DATASET RECORDS →

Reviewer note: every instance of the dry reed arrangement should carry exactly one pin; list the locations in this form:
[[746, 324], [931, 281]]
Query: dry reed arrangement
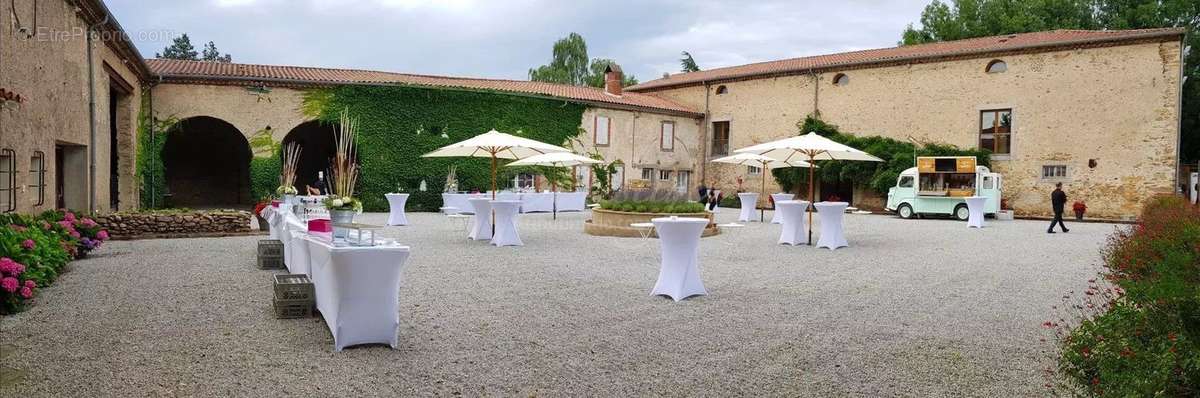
[[345, 169], [291, 164]]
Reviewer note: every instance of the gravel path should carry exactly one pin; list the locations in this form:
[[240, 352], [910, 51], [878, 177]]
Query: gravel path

WORK REQUIRED → Count each line of the material that includes the string "path", then give only the total.

WRITTEN RESPONSE → 2